▸ Problem statement:
Please copy out every line of the data word for word.

▸ Task material:

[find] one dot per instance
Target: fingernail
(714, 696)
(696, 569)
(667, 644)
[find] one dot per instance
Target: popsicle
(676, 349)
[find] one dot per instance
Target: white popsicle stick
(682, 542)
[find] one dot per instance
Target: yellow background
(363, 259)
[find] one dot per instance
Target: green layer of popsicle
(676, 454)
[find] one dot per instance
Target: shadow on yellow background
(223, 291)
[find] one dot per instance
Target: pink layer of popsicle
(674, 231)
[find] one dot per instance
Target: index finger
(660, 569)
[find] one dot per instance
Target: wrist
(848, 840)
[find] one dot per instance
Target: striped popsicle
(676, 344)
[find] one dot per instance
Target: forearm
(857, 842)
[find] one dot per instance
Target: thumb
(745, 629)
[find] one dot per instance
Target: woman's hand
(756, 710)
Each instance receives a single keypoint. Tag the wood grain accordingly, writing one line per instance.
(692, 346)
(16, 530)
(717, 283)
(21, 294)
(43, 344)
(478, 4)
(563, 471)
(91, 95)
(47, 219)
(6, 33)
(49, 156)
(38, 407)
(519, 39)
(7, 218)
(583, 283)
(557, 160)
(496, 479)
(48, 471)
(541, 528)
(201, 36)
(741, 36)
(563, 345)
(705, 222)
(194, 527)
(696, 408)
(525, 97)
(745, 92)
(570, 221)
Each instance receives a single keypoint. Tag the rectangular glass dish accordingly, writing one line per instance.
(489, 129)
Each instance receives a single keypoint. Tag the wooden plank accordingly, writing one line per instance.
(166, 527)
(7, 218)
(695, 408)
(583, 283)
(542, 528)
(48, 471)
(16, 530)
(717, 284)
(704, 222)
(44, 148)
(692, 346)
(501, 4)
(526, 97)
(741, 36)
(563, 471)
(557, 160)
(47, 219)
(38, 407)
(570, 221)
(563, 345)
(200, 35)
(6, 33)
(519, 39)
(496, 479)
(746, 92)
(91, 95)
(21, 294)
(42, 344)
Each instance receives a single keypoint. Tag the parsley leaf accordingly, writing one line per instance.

▸ Task output:
[find] one dot per instance
Target: fingernail
(714, 696)
(696, 569)
(667, 644)
[find] one dot per instance
Target: popsicle
(676, 349)
[find] one dot per instance
Target: white popsicle stick
(682, 542)
[find] one dot per instance
Target: yellow background
(363, 259)
[find] one dot per instance
Target: green layer of popsicle
(676, 454)
[find] one dot per instance
Target: shadow on yellow background
(223, 291)
[find] one dot per instance
Target: pink layer of popsicle
(674, 231)
[find] one dot per instance
Target: index finger
(660, 569)
[find] one dot per instance
Target: wrist
(848, 840)
[find] one dot per instance
Target: striped popsicle
(676, 344)
[find] one dot per instance
Target: forearm
(857, 842)
[find] one dot per instance
Target: thumb
(745, 629)
[find] one dot per instance
Target: woman's hand
(756, 710)
Each instance receives a single keypoint. Tag the wood grain accordingly, writing one line per instance.
(692, 346)
(16, 530)
(717, 283)
(21, 294)
(43, 344)
(478, 4)
(563, 471)
(91, 95)
(47, 219)
(6, 33)
(49, 156)
(38, 407)
(519, 39)
(7, 218)
(583, 283)
(557, 160)
(496, 479)
(48, 471)
(541, 528)
(201, 36)
(741, 36)
(563, 345)
(705, 222)
(194, 527)
(696, 408)
(525, 97)
(745, 92)
(570, 221)
Each instance receives a single keypoint. Tag the rectangular glass dish accordingly, writing one line per instance.
(489, 129)
Each instance receives a single keypoint. Tag the wooden plank accordingly, writing one line per instance.
(166, 527)
(7, 218)
(695, 408)
(583, 283)
(542, 528)
(48, 471)
(16, 530)
(717, 284)
(704, 222)
(44, 148)
(692, 346)
(501, 4)
(526, 97)
(741, 36)
(563, 471)
(557, 160)
(47, 219)
(38, 407)
(570, 221)
(563, 345)
(200, 35)
(6, 33)
(519, 39)
(496, 479)
(746, 92)
(91, 95)
(21, 294)
(42, 344)
Each instance receives a single keypoint. Tag the parsley leaf accordingly, writing one line per instance.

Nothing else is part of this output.